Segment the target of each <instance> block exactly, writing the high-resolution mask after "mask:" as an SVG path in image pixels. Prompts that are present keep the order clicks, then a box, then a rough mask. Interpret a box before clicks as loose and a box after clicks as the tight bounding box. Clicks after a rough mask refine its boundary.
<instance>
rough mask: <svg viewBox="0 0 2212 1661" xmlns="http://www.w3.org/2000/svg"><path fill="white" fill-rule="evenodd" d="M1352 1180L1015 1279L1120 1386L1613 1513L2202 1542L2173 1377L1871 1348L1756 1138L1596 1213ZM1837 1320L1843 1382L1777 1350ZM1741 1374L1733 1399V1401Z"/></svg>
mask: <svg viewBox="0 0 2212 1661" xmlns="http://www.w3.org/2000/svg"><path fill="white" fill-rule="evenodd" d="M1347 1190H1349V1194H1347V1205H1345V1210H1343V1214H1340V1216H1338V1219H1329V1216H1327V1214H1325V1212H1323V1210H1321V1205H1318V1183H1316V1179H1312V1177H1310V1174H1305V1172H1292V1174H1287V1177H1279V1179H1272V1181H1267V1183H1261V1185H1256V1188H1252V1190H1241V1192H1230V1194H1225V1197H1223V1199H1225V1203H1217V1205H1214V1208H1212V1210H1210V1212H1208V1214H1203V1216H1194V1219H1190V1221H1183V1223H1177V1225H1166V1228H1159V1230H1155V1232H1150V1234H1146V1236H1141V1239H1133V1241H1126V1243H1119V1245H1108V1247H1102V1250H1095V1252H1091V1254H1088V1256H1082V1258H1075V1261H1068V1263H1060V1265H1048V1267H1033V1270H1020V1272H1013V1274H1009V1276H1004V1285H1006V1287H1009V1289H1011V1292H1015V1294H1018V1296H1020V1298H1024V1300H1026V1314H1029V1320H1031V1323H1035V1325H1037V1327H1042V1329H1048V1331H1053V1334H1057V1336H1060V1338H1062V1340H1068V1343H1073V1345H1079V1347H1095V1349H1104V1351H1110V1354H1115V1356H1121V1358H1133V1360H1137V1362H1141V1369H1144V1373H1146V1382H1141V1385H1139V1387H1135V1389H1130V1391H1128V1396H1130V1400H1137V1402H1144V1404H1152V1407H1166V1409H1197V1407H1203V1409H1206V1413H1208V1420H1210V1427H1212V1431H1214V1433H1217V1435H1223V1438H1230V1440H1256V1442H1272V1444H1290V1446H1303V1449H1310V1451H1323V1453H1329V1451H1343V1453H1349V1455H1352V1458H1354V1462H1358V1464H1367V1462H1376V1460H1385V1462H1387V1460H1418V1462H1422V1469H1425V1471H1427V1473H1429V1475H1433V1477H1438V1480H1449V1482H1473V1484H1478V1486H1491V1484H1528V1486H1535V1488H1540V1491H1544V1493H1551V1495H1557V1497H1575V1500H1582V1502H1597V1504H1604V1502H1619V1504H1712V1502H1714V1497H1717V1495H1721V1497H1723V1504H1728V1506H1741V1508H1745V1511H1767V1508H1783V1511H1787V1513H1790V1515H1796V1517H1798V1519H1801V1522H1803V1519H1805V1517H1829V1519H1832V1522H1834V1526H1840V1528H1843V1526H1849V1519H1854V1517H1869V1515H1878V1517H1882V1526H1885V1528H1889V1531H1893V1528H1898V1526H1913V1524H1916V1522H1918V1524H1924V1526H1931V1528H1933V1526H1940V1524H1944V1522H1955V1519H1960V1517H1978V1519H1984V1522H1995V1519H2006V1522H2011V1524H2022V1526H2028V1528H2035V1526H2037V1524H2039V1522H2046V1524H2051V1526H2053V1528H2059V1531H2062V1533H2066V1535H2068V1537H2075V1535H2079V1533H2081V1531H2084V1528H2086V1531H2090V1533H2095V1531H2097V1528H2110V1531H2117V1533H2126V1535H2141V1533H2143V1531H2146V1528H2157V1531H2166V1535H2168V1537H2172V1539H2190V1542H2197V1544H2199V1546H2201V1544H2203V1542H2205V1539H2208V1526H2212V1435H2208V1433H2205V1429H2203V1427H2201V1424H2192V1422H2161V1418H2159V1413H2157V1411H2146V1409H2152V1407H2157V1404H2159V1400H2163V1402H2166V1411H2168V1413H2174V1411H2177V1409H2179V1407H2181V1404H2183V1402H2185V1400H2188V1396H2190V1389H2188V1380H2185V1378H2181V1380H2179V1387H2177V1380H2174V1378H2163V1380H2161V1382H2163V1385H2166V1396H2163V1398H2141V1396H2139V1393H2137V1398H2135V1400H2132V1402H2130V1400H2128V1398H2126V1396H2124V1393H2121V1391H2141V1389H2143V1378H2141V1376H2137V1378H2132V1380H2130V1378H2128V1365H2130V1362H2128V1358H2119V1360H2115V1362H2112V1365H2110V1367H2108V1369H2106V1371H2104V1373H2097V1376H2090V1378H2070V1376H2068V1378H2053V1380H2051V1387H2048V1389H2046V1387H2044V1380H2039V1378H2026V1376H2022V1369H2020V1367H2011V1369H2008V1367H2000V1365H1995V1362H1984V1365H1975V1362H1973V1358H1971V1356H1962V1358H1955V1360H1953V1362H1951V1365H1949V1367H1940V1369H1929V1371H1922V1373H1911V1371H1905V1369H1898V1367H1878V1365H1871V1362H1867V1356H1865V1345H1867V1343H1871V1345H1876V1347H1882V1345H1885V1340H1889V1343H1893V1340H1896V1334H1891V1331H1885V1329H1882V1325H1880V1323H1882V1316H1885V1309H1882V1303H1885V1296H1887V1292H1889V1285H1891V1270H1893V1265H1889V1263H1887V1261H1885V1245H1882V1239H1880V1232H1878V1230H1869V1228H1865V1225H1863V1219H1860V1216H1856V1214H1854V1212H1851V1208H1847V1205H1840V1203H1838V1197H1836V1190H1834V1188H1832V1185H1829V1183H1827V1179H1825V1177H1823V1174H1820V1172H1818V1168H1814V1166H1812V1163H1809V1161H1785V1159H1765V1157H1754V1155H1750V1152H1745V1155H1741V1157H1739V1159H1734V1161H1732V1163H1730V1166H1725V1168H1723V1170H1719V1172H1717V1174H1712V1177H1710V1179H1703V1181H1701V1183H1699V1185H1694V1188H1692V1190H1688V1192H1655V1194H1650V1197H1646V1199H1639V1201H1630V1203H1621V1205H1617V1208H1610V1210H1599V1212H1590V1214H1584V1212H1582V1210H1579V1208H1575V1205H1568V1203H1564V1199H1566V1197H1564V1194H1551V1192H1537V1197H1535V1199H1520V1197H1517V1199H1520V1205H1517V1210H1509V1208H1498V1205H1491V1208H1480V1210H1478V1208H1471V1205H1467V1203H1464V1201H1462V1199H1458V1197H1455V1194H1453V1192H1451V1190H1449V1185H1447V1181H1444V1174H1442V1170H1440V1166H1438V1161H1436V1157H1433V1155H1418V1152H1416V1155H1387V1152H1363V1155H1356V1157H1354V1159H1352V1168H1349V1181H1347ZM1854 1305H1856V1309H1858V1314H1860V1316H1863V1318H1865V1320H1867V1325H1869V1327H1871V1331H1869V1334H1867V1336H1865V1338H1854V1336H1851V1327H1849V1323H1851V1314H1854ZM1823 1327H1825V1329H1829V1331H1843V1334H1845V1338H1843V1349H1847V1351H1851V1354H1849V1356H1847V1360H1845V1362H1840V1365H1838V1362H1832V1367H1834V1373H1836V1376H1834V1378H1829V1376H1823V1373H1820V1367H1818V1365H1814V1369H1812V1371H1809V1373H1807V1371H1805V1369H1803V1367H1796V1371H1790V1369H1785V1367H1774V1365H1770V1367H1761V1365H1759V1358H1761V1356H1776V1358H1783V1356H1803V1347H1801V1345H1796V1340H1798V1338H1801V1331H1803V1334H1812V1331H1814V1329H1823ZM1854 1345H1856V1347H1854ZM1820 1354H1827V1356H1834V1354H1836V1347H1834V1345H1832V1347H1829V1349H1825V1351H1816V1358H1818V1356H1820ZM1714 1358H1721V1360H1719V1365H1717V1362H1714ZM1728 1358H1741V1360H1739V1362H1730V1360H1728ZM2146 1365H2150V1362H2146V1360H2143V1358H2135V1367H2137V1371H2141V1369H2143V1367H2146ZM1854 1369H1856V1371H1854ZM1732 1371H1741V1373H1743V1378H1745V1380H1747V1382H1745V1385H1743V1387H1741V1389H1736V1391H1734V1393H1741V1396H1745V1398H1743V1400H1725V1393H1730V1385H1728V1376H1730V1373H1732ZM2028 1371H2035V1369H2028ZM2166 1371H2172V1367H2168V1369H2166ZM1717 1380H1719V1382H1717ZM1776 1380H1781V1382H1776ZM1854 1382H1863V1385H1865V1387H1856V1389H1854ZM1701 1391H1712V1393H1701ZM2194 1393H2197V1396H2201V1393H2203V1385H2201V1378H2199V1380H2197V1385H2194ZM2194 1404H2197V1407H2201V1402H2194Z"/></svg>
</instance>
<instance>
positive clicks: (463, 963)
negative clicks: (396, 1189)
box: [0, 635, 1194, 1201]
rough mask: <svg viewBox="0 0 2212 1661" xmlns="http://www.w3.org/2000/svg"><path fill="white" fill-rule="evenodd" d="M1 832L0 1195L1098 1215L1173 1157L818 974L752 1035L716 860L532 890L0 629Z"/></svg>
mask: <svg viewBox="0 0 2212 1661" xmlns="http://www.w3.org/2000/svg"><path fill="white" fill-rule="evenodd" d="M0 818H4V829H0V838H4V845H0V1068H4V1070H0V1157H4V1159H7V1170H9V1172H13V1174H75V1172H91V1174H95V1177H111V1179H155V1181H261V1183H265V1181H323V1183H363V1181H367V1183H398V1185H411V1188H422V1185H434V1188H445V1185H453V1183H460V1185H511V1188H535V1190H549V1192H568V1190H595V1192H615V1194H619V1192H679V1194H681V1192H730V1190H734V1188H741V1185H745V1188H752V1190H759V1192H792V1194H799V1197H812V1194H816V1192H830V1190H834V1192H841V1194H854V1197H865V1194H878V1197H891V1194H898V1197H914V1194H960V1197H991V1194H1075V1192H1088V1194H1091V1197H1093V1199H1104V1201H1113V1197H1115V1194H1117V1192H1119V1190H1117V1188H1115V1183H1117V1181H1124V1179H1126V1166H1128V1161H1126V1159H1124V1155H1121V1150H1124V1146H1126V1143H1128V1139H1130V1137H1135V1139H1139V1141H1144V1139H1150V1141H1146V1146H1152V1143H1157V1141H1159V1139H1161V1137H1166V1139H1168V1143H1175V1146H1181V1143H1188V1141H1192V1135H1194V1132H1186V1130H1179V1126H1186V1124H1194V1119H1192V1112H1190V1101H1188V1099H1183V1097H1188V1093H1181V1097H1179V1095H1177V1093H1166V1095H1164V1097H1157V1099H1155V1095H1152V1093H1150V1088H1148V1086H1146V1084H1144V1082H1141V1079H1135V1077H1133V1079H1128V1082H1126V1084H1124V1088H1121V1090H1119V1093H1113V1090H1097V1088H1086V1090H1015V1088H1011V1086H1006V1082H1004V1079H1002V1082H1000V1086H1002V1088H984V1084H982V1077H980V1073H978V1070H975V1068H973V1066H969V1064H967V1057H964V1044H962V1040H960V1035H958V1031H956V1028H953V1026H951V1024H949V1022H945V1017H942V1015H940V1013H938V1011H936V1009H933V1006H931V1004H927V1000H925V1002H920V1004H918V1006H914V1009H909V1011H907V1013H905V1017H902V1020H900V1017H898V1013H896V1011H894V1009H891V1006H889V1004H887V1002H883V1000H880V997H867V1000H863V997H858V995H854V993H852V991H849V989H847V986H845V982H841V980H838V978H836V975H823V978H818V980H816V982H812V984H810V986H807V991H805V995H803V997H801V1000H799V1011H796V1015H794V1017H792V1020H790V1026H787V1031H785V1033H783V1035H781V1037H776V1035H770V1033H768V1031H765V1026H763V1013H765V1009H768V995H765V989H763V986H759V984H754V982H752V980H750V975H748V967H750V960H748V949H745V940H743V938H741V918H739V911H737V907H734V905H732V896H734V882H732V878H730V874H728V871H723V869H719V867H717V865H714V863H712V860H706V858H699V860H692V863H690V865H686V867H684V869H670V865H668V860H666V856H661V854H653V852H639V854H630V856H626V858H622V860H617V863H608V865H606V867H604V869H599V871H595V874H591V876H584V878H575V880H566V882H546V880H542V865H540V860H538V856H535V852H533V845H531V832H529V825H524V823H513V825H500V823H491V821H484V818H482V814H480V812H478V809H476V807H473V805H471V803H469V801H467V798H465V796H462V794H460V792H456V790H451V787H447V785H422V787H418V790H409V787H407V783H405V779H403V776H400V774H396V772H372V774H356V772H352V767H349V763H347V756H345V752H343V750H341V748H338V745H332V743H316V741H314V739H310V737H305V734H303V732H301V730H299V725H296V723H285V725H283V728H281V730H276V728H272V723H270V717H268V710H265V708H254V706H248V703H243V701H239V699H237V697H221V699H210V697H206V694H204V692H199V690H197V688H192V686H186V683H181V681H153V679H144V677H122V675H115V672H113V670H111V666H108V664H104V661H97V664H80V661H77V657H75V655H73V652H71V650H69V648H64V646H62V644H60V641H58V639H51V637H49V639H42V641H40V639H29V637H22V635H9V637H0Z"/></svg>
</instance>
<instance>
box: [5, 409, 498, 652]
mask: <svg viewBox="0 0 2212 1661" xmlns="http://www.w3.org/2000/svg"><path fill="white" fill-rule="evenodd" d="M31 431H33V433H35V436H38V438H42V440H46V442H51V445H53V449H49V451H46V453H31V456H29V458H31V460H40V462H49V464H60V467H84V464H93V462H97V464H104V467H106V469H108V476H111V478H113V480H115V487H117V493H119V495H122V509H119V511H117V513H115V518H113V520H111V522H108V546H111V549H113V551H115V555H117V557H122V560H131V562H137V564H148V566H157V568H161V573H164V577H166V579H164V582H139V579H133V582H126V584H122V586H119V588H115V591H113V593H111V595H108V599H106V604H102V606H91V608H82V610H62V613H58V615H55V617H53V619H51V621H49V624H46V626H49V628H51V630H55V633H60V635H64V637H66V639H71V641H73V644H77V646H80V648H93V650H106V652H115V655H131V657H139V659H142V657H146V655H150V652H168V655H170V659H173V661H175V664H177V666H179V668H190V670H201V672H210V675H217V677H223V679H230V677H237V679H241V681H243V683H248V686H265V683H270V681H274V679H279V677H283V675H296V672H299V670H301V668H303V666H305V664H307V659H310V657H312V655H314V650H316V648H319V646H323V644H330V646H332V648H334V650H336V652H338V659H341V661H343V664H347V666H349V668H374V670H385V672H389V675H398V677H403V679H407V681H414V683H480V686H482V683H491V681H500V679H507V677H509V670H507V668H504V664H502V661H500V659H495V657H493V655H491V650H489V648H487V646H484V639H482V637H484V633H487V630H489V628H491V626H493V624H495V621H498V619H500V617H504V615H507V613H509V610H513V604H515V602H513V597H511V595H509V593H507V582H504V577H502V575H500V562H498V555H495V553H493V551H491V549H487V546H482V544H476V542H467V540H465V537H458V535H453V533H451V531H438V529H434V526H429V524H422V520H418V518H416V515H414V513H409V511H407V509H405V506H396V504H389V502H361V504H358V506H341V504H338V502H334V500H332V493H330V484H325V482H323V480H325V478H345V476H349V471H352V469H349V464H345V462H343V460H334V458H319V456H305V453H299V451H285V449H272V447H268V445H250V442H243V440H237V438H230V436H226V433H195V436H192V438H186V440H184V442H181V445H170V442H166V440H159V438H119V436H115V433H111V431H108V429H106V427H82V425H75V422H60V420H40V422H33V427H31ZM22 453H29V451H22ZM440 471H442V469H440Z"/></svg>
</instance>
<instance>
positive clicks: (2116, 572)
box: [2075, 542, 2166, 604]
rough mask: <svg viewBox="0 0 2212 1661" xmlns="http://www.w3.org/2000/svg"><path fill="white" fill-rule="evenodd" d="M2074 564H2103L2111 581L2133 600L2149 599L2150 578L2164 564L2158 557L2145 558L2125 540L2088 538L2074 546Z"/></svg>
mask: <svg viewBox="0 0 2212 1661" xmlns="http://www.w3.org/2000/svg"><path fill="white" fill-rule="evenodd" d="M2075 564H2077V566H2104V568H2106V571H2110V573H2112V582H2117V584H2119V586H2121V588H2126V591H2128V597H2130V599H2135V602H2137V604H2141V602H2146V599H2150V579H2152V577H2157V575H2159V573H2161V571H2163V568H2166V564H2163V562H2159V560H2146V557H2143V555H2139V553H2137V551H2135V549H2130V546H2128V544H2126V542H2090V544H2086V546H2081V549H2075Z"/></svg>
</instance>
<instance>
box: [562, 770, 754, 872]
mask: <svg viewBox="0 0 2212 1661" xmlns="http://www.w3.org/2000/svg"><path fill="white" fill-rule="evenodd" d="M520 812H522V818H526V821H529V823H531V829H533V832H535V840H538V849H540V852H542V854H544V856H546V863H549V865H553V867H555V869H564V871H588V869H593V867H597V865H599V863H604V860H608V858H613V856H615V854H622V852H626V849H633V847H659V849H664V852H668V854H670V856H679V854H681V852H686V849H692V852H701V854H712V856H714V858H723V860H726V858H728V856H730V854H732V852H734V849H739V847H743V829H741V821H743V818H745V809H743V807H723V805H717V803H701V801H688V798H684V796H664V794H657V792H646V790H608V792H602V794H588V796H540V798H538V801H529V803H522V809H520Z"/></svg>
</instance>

══════

Write out the material again from its start through the line containing "1180L1015 1279L1120 1386L1613", changing every "rough mask" to "coarse mask" and leaving everything else the same.

Segment the target of each <instance> block exactly, writing the high-resolution mask after "mask:" as an SVG path in image pixels. Prompts that are present keep the order clicks, then a box, then a coarse mask. Interpret a box before clicks as loose and a box after clicks as the tight bounding box. Clicks after a coarse mask refine its boundary.
<instance>
coarse mask: <svg viewBox="0 0 2212 1661" xmlns="http://www.w3.org/2000/svg"><path fill="white" fill-rule="evenodd" d="M1352 1180L1015 1279L1120 1386L1613 1513L2202 1542L2173 1377L1871 1348L1756 1138L1596 1213ZM1837 1320L1843 1382L1777 1350ZM1741 1374L1733 1399V1401Z"/></svg>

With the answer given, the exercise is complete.